**Dataset rows:**
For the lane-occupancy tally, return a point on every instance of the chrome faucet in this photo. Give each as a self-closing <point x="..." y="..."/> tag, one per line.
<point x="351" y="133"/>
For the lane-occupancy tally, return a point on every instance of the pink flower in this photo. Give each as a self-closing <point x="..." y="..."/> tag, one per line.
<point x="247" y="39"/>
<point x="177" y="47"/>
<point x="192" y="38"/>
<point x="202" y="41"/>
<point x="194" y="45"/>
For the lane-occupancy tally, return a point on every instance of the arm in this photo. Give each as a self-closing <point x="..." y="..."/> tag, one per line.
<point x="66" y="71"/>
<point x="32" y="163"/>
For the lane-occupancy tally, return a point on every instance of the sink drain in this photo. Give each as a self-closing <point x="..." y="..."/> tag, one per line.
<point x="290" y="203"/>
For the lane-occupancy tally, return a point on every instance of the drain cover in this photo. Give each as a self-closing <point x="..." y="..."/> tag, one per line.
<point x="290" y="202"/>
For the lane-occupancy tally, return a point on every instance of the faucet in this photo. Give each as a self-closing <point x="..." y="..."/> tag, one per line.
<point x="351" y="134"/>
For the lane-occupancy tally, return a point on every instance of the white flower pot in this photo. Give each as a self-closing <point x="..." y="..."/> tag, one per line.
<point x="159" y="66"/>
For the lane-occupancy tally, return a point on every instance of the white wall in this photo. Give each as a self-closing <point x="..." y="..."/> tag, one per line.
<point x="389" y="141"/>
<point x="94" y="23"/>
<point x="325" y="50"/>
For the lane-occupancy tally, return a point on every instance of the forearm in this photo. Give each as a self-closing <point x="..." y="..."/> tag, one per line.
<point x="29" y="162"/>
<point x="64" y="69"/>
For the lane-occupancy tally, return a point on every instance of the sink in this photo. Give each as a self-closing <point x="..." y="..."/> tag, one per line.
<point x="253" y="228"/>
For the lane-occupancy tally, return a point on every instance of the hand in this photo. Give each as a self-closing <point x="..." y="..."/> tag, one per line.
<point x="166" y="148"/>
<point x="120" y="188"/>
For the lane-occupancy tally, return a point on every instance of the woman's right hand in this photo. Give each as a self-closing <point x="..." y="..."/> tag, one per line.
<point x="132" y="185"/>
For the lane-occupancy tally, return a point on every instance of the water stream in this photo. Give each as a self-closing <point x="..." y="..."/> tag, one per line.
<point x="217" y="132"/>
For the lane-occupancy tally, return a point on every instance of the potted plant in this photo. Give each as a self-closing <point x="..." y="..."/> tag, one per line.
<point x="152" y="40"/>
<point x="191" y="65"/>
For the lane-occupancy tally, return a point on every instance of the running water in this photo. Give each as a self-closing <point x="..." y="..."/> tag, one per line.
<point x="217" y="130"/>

**Directions:** Copy out the records verbatim, starting with the line that contains "of the water" and going on through the last line of the records.

**Task response:**
For the lane-occupancy tally, return a point on every instance of the water stream in this photo. Give each as a self-closing <point x="..." y="..."/> tag, one per line.
<point x="217" y="132"/>
For the lane-occupancy tally, return a point on every instance of the potted plant in this photo. Give each as a self-closing <point x="..." y="..."/> tag, one per line.
<point x="152" y="40"/>
<point x="191" y="65"/>
For the lane-occupancy tally, return a point on every instance of the running water in this photo. Give each as a self-closing <point x="..." y="..."/> tag, one per line.
<point x="217" y="130"/>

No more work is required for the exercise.